SOURCE PASSAGE>
Truck Safety: Preventing Accidents with Trucks and Trailers

  • Karsky, Thomas J.

Transporting crops from the field to the storage or processing center is an important part of the farm operation. Farm trucks compete with other drivers on the road and are susceptible to accidents due to infrequent operation, poor roads or driving conditions, inexperienced drivers, and poor equipment maintenance. Proper maintenance and training are important to prevent a potentially serious accident.

Causes of Accidents
Truck Overturns -Major causes of accidents are driving too close to ditches or on soft shoulders, driving on slopes with an uneven load, and raising the truck bed on uneven ground.
Crushed by the Bed -Failure to block a raised bed while working on the hoist can result in the bed coming down on a person.
Backing-About 25 percent of accidents involving trucks are a result of backing over a person or into an object.
Vehicle Collisions-Accidents resulting from poor brakes, nonworking signals, or driver fatigue are common during the harvest season.
Transporting Equipment or Other Materials on Trailers -Failure to load and secure equipment or other materials properly can cause the load to either fall off trailers or cause the towing vehicle to lose control.
Overloaded Trucks or Trailers- Overloading trucks or trailers puts additional strain on the vehicle, particularly the brakes and tires. Towing a trailer with a weight heavier than the towing vehicle will lead to loss of control, especially down hills.
Loads That Shift Weight -Livestock will shift weight when turning corners or when making sudden swerves. Liquids in tanks will slosh back and forth if no baffles are installed in the tank. Maintaining the control of a truck is difficult when weight slips especially on poor road conditions.

Prevention of Truck and Trailer Accidents
1. Proper maintenance is important for truck safety. Daily inspection should include checking tire pressure and condition, brake and all other fluids, lights and turn signals, as well as making sure that windshields are clean and mirrors are clean and adjusted properly.
2. Be familiar with the truck operation and driving characteristics before operating the truck (e.g., room needed to make a turn or how high the bed will be raised. New drivers need to have a valid driver's license and be trained before hauling loads. Drivers need to be aware that a loaded truck will take longer to stop than other vehicles.
3. Follow all traffic laws established for the state.
4. Drivers need to be alert when driving any vehicle especially a truck. A loaded truck takes longer to stop and get up to highway speed than other vehicles. Cars pulling out in front of trucks are common, making it necessary to slow down. Drivers need to take frequent safety breaks such as stretching and breathing deeply. Getting out and walking around the vehicle helps. If feeling drowsy, stop and have some coffee or soup-don't drive.

DATA LISTING>
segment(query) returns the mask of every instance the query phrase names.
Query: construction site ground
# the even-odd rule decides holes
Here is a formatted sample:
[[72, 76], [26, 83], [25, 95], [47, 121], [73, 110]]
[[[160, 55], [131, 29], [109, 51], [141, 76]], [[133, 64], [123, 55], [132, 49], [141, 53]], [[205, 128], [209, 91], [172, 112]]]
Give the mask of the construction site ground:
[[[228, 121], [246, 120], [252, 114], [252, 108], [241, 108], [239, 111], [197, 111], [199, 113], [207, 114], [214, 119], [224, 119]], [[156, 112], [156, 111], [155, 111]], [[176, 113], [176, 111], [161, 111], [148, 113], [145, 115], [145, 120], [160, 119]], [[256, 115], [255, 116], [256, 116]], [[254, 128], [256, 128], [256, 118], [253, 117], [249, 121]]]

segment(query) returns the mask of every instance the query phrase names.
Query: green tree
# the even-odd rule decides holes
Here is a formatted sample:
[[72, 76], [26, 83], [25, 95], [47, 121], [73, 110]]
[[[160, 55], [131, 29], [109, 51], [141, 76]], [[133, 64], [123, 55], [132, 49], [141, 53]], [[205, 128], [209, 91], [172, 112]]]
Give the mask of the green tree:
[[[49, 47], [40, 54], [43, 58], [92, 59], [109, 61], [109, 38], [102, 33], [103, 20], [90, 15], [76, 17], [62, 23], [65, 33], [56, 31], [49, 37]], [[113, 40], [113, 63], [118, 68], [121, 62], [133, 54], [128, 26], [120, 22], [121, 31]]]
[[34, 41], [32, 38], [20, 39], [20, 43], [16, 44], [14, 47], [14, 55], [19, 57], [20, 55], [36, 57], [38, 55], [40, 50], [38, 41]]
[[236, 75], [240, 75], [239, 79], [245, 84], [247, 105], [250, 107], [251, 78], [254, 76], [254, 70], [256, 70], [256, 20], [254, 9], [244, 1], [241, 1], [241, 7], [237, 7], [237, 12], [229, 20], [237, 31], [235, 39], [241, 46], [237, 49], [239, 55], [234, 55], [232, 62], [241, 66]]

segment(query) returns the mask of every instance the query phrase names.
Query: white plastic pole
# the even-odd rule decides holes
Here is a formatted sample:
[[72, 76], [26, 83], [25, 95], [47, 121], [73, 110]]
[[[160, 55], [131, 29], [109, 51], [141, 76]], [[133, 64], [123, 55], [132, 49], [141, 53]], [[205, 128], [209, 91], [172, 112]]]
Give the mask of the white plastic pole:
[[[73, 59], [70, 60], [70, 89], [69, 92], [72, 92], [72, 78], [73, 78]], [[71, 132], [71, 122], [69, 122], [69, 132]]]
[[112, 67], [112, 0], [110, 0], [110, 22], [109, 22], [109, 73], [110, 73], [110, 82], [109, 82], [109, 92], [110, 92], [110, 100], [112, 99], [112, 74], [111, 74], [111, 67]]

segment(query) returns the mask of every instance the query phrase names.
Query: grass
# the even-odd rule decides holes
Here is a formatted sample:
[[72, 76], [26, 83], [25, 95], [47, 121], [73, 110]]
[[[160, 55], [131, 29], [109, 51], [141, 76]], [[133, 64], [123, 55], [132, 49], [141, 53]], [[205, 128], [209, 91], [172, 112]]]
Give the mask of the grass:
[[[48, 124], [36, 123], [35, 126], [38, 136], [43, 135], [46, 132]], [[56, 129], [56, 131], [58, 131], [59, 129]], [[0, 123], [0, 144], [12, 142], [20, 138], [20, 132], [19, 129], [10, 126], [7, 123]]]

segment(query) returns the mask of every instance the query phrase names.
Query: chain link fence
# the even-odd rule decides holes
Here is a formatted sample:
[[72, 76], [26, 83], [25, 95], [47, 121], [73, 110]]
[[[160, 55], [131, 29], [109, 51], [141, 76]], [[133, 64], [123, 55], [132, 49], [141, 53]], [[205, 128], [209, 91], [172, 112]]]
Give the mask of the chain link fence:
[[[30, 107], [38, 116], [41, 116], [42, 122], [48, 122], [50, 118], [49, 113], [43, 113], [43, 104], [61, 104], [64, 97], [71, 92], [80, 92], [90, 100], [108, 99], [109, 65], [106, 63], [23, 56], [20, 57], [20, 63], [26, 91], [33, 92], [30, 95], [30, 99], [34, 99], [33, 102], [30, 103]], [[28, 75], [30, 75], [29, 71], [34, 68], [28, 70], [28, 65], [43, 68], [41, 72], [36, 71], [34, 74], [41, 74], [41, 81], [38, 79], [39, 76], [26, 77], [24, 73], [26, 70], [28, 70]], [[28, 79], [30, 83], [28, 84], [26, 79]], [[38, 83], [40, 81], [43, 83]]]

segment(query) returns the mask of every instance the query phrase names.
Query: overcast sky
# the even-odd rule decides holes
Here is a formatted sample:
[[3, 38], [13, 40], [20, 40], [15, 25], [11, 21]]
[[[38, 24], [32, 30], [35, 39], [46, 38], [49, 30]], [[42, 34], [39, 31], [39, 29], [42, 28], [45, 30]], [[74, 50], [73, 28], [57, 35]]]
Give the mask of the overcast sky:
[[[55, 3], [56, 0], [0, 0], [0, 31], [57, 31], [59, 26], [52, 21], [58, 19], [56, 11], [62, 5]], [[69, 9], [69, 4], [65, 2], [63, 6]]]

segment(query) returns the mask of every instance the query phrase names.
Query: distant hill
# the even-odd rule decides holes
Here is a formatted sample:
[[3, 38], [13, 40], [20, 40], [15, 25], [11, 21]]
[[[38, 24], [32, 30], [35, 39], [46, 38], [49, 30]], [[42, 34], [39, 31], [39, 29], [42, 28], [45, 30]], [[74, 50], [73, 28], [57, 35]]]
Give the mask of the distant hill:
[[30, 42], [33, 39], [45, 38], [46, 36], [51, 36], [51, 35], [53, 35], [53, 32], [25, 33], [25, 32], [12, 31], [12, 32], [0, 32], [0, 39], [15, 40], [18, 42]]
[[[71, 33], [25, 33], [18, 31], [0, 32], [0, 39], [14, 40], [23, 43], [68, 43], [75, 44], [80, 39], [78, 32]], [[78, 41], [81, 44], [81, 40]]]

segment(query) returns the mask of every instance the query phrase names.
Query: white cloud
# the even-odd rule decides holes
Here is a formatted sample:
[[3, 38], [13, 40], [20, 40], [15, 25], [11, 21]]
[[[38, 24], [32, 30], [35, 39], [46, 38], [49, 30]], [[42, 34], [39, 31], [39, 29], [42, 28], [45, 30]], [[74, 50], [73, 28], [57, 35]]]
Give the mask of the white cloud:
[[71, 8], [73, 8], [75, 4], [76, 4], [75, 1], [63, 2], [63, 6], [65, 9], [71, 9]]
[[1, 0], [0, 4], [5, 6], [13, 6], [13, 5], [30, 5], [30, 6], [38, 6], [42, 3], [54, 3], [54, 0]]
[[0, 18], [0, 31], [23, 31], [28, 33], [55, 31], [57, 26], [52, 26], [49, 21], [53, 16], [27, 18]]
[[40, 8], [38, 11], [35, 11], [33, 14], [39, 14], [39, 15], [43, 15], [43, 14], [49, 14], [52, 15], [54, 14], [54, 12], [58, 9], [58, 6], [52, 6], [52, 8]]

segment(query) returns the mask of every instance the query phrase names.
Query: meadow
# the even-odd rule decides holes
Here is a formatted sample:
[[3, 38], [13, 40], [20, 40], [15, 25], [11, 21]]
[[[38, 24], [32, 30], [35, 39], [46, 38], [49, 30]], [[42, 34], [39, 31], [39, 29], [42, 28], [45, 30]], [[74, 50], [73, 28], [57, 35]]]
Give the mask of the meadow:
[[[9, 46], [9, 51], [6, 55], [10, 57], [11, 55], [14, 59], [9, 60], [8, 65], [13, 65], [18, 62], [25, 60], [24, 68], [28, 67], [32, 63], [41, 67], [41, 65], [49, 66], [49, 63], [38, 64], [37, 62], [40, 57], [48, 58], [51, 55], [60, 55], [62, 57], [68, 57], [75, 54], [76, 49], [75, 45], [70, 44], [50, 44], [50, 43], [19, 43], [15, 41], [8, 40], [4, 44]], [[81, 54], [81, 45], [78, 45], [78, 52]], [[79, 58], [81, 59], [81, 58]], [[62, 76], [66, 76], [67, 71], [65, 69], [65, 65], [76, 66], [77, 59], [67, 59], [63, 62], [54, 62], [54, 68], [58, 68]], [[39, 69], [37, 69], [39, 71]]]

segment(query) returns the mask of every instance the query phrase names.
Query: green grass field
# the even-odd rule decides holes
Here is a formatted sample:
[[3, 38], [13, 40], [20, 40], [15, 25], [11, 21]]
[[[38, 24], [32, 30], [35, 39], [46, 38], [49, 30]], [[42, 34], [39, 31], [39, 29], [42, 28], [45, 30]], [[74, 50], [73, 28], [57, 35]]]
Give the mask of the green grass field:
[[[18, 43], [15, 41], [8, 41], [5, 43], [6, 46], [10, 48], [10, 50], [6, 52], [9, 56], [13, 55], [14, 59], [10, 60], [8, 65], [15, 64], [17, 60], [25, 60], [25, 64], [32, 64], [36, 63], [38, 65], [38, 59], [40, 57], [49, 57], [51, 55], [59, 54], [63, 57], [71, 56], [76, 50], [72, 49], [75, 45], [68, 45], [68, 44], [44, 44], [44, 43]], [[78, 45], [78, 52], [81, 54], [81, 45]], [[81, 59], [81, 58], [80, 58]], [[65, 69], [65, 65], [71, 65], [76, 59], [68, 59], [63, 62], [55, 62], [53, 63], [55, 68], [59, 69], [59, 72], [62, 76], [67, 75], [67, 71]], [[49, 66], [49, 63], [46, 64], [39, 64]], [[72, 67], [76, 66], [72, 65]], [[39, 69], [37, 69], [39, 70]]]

PROMPT 1>
Decide whether each statement agrees with the truck safety text. Answer yes or no and quote the deciding words: (a) About a quarter of truck accidents come from backing over a person or into an object. (b) A drowsy driver should keep going and take a break later. (c) Liquids in tanks slosh back and forth when baffles are installed.
PROMPT 2>
Please quote everything from the start of the records down to the line containing "Give the mask of the construction", both ends included.

CORRECT RESPONSE 1>
(a) Yes: "About 25 percent of accidents involving trucks are a result of backing over a person or into an object."
(b) No: "If feeling drowsy, stop and have some coffee or soup-don't drive."
(c) No: "Liquids in tanks will slosh back and forth if no baffles are installed in the tank."

CORRECT RESPONSE 2>
segment(query) returns the mask of every instance the query phrase names.
Query: construction site ground
# the even-odd rule decides holes
Here is a formatted sample:
[[72, 76], [26, 83], [25, 95], [47, 121], [73, 110]]
[[[160, 55], [131, 29], [109, 51], [141, 76]], [[133, 64], [123, 55], [132, 49], [141, 53]], [[205, 128], [209, 91], [172, 112]]]
Give the mask of the construction site ground:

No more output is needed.